[Begin Supplied passage]

This distress should be taken seriously. Well-intentioned childcare workers and teachers may encourage parents to make a quick dash or try to distract a child from their distress - but this often makes things worse. So, what should you do?
* Show empathy - It's important to understand that children aren't manipulative or being difficult on purpose. Their feelings are genuine and should not be dismissed. Acknowledge their distress. Reassure them and let them know that you are there for them.
* Spend time with them - Unless you have to leave at a certain time, it is not better to make a quick dash and leave your child crying if you can stay for a while and help comfort them. If you do have to leave by a specific time, consider arriving earlier, to allow for a slower drop off.
* Details - Before the transition, talk about details of the change as much as possible. This way your child will know what to expect.
* Prior exposure - Introduce your child to the new environment/person/routine BEFORE it actually happens, e.g. visit their new kindy and teacher at least 3-4 times before commencing.

[End Supplied passage]
[Begin Given entries]

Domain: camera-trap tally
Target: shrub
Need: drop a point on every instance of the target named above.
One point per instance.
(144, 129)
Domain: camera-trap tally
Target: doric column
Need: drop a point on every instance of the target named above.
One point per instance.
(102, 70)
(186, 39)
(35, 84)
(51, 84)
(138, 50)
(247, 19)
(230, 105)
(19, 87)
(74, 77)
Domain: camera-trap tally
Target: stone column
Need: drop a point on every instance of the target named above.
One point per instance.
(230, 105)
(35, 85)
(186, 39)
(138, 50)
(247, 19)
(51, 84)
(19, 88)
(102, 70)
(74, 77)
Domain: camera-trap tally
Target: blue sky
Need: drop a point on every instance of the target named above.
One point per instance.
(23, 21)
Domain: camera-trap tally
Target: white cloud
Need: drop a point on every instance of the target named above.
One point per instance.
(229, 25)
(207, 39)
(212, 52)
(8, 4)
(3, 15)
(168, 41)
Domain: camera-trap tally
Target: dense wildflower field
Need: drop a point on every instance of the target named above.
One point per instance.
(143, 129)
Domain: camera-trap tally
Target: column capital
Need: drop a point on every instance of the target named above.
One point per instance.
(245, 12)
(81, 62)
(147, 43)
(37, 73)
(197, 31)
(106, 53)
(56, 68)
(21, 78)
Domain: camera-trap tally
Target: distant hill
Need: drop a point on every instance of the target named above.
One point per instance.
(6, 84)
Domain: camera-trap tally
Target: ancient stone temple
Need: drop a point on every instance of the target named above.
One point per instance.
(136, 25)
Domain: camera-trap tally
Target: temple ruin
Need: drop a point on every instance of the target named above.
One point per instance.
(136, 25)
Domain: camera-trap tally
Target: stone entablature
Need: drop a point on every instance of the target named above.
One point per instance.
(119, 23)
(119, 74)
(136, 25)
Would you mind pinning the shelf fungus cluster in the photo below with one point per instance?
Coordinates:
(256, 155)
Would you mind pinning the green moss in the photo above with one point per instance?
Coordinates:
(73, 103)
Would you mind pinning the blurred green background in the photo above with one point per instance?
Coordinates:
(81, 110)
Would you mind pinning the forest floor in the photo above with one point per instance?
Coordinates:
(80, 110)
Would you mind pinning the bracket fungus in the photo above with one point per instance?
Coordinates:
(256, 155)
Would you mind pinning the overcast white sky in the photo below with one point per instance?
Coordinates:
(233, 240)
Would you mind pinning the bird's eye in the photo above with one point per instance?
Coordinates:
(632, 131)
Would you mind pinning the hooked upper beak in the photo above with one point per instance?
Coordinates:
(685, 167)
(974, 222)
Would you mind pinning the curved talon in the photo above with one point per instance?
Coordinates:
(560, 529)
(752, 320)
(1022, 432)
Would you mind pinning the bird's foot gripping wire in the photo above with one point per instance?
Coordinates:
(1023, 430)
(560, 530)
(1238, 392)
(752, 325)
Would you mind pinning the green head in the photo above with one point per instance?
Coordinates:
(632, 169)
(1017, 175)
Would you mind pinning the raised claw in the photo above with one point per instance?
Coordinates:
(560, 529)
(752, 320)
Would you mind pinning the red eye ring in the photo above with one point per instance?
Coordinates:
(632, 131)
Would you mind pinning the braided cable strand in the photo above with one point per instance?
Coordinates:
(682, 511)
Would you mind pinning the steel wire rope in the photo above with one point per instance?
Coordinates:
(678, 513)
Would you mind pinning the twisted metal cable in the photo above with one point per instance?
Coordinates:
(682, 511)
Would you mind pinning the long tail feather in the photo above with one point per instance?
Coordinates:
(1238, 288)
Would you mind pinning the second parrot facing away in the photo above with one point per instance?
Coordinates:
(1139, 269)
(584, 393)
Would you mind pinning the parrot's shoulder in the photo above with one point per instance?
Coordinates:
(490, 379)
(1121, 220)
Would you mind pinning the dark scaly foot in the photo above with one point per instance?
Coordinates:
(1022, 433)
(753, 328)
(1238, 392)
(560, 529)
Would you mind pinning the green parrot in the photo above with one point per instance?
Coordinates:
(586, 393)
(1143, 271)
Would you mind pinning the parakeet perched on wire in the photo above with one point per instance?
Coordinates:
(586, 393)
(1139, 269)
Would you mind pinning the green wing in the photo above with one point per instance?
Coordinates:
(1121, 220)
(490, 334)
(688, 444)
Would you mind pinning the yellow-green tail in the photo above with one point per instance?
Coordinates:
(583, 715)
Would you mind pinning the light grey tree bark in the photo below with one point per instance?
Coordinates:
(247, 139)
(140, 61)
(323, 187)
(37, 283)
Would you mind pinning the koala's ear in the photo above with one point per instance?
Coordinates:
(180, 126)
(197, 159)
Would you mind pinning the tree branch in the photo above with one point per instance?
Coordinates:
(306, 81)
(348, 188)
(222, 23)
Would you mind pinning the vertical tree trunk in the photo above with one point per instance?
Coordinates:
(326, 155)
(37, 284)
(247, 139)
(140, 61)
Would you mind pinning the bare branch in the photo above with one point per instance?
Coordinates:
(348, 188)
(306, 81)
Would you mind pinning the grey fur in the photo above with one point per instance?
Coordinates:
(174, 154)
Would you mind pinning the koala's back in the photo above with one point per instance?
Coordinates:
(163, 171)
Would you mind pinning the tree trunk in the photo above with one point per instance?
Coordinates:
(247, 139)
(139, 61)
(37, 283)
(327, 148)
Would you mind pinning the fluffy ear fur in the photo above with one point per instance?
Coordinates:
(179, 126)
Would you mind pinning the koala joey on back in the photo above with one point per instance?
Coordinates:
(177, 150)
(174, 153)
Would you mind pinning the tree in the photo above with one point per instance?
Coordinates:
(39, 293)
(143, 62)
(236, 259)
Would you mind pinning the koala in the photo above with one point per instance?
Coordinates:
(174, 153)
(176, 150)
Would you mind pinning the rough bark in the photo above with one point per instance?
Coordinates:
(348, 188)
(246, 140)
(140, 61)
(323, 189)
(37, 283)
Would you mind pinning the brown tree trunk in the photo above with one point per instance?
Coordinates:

[End Given entries]

## Exercise requirements
Reproduce the passage on a child's distress at drop-off in full, word for word. None of these lines have anything to do with the passage on a child's distress at drop-off.

## Worked answer
This distress should be taken seriously. Well-intentioned childcare workers and teachers may encourage parents to make a quick dash or try to distract a child from their distress - but this often makes things worse. So, what should you do?
* Show empathy - It's important to understand that children aren't manipulative or being difficult on purpose. Their feelings are genuine and should not be dismissed. Acknowledge their distress. Reassure them and let them know that you are there for them.
* Spend time with them - Unless you have to leave at a certain time, it is not better to make a quick dash and leave your child crying if you can stay for a while and help comfort them. If you do have to leave by a specific time, consider arriving earlier, to allow for a slower drop off.
* Details - Before the transition, talk about details of the change as much as possible. This way your child will know what to expect.
* Prior exposure - Introduce your child to the new environment/person/routine BEFORE it actually happens, e.g. visit their new kindy and teacher at least 3-4 times before commencing.